[WHAT THE TASK REQUIRES] Rewrite the records below as a two-column CSV with the headers label_text and coordinates. Use one row per record, put each value in a single quoted field, and replace line breaks with spaces.

★ ★ ★

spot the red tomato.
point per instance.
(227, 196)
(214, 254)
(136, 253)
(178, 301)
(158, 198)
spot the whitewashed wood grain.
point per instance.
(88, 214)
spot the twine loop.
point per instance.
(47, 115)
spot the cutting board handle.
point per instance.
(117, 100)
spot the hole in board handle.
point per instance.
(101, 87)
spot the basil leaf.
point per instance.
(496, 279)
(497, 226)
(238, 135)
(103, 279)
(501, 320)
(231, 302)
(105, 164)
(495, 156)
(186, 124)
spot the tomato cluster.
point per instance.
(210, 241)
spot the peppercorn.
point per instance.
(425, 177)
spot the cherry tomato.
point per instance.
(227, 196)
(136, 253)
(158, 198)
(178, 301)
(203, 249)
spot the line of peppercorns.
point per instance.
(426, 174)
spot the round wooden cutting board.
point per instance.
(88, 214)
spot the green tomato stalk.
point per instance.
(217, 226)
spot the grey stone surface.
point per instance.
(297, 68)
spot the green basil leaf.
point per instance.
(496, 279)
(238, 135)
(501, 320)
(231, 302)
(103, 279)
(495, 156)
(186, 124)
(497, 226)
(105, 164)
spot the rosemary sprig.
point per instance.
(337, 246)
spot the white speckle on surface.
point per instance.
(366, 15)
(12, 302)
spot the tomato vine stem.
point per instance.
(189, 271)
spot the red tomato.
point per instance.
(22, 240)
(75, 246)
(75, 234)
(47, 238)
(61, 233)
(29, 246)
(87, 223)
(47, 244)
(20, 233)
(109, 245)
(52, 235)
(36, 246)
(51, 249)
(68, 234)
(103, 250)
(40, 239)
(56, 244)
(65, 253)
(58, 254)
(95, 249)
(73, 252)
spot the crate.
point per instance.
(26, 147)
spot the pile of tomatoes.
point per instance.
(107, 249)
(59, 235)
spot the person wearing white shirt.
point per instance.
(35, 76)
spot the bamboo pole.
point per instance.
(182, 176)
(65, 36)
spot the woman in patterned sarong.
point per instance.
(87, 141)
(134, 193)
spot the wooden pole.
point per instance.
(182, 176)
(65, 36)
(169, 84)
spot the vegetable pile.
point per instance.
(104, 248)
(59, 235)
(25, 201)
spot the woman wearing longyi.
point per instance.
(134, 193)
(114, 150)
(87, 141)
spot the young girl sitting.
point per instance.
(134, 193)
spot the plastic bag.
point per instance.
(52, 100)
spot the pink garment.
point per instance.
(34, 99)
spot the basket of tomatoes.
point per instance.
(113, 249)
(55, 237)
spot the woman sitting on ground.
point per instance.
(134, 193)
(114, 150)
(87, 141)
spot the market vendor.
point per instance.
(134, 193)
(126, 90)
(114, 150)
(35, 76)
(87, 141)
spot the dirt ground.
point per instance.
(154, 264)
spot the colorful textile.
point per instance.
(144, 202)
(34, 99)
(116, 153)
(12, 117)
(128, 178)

★ ★ ★

[FINAL RESULT]
label_text,coordinates
"spot the red tomato. point per instance.","(227, 196) (214, 254) (136, 253) (178, 301) (158, 198)"
"spot the whitewashed wood grain. point per instance.","(88, 214)"
"spot the twine loop. point per instance.","(47, 115)"
"spot the cutting board handle. point per instance.","(117, 100)"
"spot the hole in board handle. point per instance.","(101, 87)"
"spot the basil leaf. point per instance.","(496, 279) (497, 226) (238, 135) (103, 279) (501, 320) (231, 302) (105, 164) (495, 156) (186, 124)"
"spot the tomato cluster. point per instance.","(210, 241)"
"spot the peppercorn. point per instance.","(425, 177)"
"spot the cherry tomato. point per instance.","(227, 196) (136, 253) (158, 198) (178, 301) (203, 249)"
"spot the line of peppercorns. point per instance.","(426, 174)"
"spot the round wooden cutting board. point per instance.","(88, 214)"
"spot the green tomato stalk. point per instance.","(217, 226)"
"spot the grey stone surface. point per instance.","(297, 68)"
"spot the green basil leaf. point per instance.","(496, 279) (238, 135) (501, 320) (231, 302) (103, 279) (495, 156) (186, 124) (497, 226) (105, 164)"
"spot the rosemary sprig. point per instance.","(337, 246)"
"spot the white speckle on surface. point per instance.","(366, 15) (12, 302)"
"spot the tomato vine stem. point per instance.","(189, 271)"
"spot the red tomato. point per instance.","(22, 240) (75, 246) (75, 234) (47, 238) (61, 233) (29, 246) (87, 223) (47, 244) (20, 233) (109, 245) (52, 235) (36, 246) (51, 249) (68, 234) (103, 250) (40, 239) (56, 244) (65, 253) (58, 254) (95, 249) (73, 252)"
"spot the crate. point per instance.","(26, 147)"
"spot the pile of tomatoes. point per instance.","(107, 249) (59, 235)"
"spot the person wearing white shirt. point per instance.","(35, 76)"
"spot the bamboo pole. point per instance.","(182, 176) (65, 36)"
"spot the woman in patterned sarong. point per instance.","(87, 141) (134, 193)"
"spot the wooden pole. point per instance.","(182, 176) (65, 36) (169, 84)"
"spot the vegetable pile. point per instance.","(104, 248) (59, 235) (25, 201)"
"spot the woman wearing longyi. point per instance.","(134, 193) (114, 150) (87, 141)"
"spot the young girl sitting. point per instance.","(134, 193)"
"spot the plastic bag. point per instance.","(52, 100)"
"spot the pink garment. point per instance.","(34, 99)"
"spot the basket of tomatoes. point per instance.","(113, 249) (55, 237)"
"spot the woman sitting on ground. point per instance.","(134, 193) (114, 150) (87, 141)"
"spot the market vendor. point per instance.","(134, 193) (126, 90) (114, 150) (35, 76) (87, 141)"
"spot the dirt ground. point per instance.","(154, 264)"
"spot the colorful textile. point per instance.","(144, 202) (34, 99) (116, 153) (12, 117) (128, 178)"